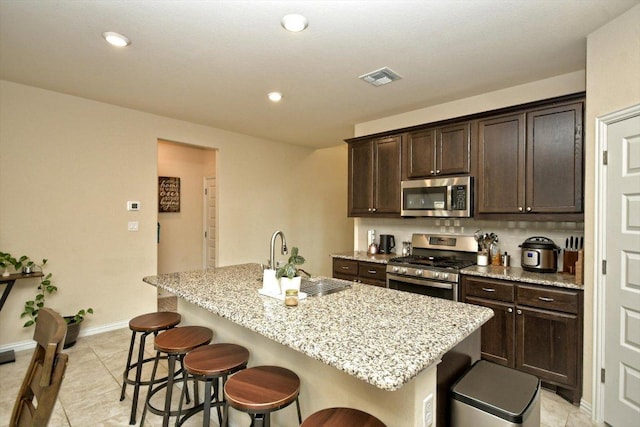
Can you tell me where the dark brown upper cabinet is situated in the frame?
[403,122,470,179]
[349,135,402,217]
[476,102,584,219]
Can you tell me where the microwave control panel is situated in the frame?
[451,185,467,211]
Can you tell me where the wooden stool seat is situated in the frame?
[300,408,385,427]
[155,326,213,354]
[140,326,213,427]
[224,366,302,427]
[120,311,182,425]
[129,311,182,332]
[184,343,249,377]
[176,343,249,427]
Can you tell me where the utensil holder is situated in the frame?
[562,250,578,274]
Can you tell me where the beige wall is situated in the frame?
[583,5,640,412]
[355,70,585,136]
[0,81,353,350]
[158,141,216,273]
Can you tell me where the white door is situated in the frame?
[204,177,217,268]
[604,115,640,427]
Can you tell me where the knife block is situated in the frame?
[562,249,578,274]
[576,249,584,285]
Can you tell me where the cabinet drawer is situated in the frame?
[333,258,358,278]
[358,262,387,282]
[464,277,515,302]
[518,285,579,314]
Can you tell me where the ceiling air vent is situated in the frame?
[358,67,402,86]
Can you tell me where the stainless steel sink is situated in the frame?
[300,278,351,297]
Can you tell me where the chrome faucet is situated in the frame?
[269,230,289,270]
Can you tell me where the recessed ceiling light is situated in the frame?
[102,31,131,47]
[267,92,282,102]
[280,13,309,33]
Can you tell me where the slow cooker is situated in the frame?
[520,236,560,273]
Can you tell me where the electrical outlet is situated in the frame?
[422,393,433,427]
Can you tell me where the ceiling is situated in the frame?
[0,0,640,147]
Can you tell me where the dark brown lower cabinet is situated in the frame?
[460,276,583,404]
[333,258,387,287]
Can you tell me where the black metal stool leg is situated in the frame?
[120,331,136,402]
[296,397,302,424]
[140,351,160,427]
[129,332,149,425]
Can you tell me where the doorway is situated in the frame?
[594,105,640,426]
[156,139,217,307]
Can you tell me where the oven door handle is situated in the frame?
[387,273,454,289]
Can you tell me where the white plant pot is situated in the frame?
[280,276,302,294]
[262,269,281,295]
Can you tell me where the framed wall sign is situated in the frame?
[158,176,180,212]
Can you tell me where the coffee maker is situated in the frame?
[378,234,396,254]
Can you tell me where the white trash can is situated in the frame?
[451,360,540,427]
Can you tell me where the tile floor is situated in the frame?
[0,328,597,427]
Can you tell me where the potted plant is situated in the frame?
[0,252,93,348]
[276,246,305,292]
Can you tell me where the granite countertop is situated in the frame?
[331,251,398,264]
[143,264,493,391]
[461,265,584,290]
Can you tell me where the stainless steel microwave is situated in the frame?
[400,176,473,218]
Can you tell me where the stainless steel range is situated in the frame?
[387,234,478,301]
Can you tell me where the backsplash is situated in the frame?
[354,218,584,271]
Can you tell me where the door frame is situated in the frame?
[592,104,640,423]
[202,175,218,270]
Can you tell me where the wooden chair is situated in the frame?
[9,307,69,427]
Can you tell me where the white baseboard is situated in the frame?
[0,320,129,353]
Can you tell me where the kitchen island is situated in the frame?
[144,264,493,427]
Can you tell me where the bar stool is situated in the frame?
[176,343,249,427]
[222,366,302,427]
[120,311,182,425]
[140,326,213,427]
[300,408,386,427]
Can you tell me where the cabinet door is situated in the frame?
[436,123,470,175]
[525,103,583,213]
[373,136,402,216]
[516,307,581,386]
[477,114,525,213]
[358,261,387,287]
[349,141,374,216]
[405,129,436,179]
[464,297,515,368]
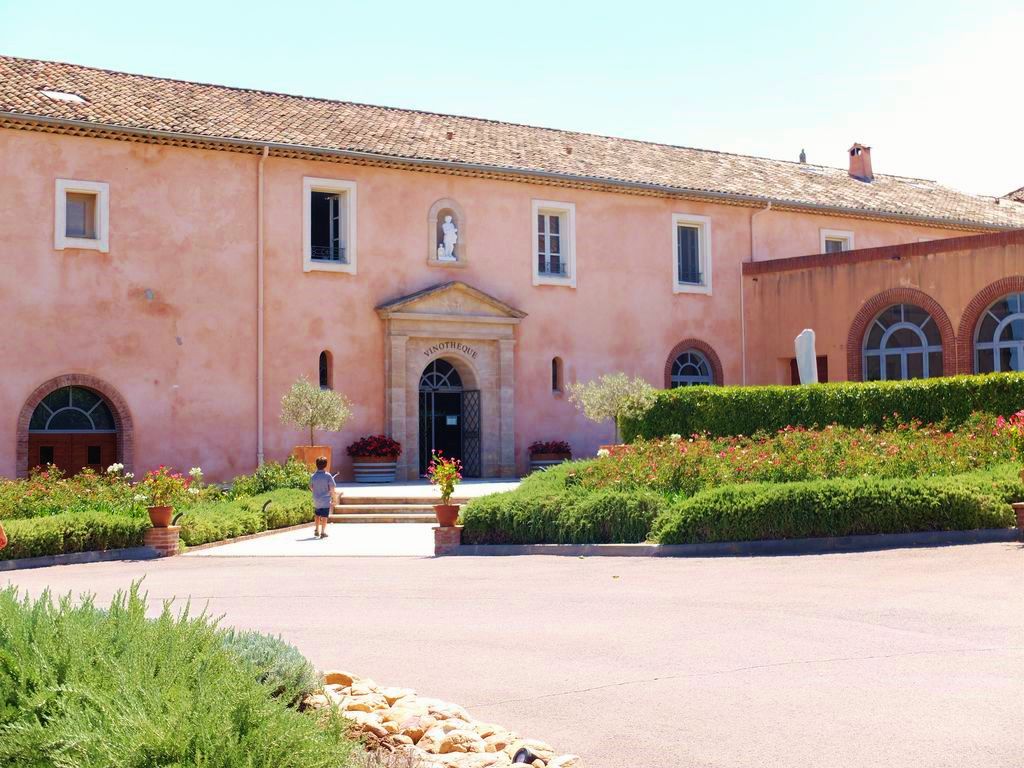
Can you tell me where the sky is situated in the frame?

- _Exercise instructions_
Rewrite all the entries above with "situated" replaced by "located" and everything else kept the same. Leave the pictures out.

- _Exercise response_
Can you tell me where the dark brown upper cabinet is located in the frame?
[403,122,470,179]
[349,135,402,217]
[476,102,584,219]
Can you tell me where the microwave control panel is located in the frame?
[451,185,467,211]
Can you tell me where the wooden stool seat is located in the frame?
[300,408,385,427]
[155,326,213,354]
[140,326,213,427]
[224,366,302,427]
[120,311,182,425]
[129,311,182,332]
[184,343,249,377]
[176,343,249,427]
Can you tell me where the utensil holder is located in the frame?
[562,250,578,274]
Can you tell me where the beige wall is located in the frame?
[583,5,640,412]
[355,70,585,136]
[0,81,353,350]
[158,141,216,273]
Can you tell me where the white door is located in the frame?
[204,177,217,268]
[604,115,640,427]
Can you tell me where the knife block is located in the frame?
[562,249,578,274]
[576,249,584,285]
Can you tell me where the cabinet drawer is located in the frame?
[333,258,358,278]
[358,262,387,282]
[464,277,515,302]
[518,285,579,314]
Can you tell me where the ceiling air vent is located in the frame?
[358,67,402,86]
Can you tell me where the stainless steel sink is located in the frame?
[300,278,351,297]
Can you tell me where the chrome faucet is located in the frame?
[269,230,289,270]
Can you tell me where the recessed ceiling light is located in the frame?
[102,31,131,47]
[267,92,282,102]
[280,13,309,33]
Can you tell me where the slow cooker is located in the frame?
[520,236,560,273]
Can you tell me where the electrical outlet is located in the frame?
[422,393,433,427]
Can you tell me where the ceiling is located in the frame?
[0,0,640,147]
Can you tell me where the dark brown lower cabinet is located in the frame?
[460,276,583,404]
[333,258,387,287]
Can you tell me where the black metal stool leg is located in the frame?
[120,331,136,402]
[296,397,302,424]
[140,351,160,427]
[129,332,149,425]
Can you tell me where the doorway is located in the frame?
[594,105,640,426]
[156,139,217,307]
Can you tell me where the oven door handle is located in the frame?
[387,273,454,289]
Can you tell me where the white plant pot is located in the frame?
[280,276,302,294]
[262,269,281,295]
Can you tell me where the framed wall sign is located in the frame?
[158,176,180,212]
Can you tell me where the coffee maker is located in the frame?
[378,234,396,254]
Can you tell me where the white trash can is located in the frame?
[451,360,540,427]
Can you tell me where the tile floor is located in the frame?
[0,328,597,427]
Can you tell me where the potted plant is located in the frame?
[0,252,93,348]
[276,246,305,292]
Can you tell me where the granite countertop is located in the frame?
[331,251,398,264]
[143,264,493,391]
[461,265,584,290]
Can you tell me where the stainless steel microwave is located in the frame?
[400,176,473,218]
Can you tell me where the stainless steel range is located in the frame?
[387,234,478,301]
Can you tell me where the backsplash is located in the frame?
[354,218,584,271]
Can you tell me where the door frame is located in the frame?
[592,104,640,423]
[202,175,218,270]
Can you tell me where the wooden chair is located in the frame?
[9,307,69,427]
Can you tell me where the white baseboard is located in the frame?
[0,320,129,353]
Can you tell me where the kitchen island is located in the frame?
[144,264,493,427]
Can you tell me where the bar stool is located in the frame?
[176,343,249,427]
[222,366,302,427]
[120,311,182,425]
[140,326,213,427]
[300,408,386,427]
Can you tell me where the cabinet door is located in the frame?
[436,123,470,175]
[525,103,583,213]
[373,136,402,216]
[516,307,581,386]
[477,114,525,213]
[358,261,387,287]
[349,141,374,216]
[405,129,436,179]
[464,297,515,368]
Can you tell me where the sky is located in the frame?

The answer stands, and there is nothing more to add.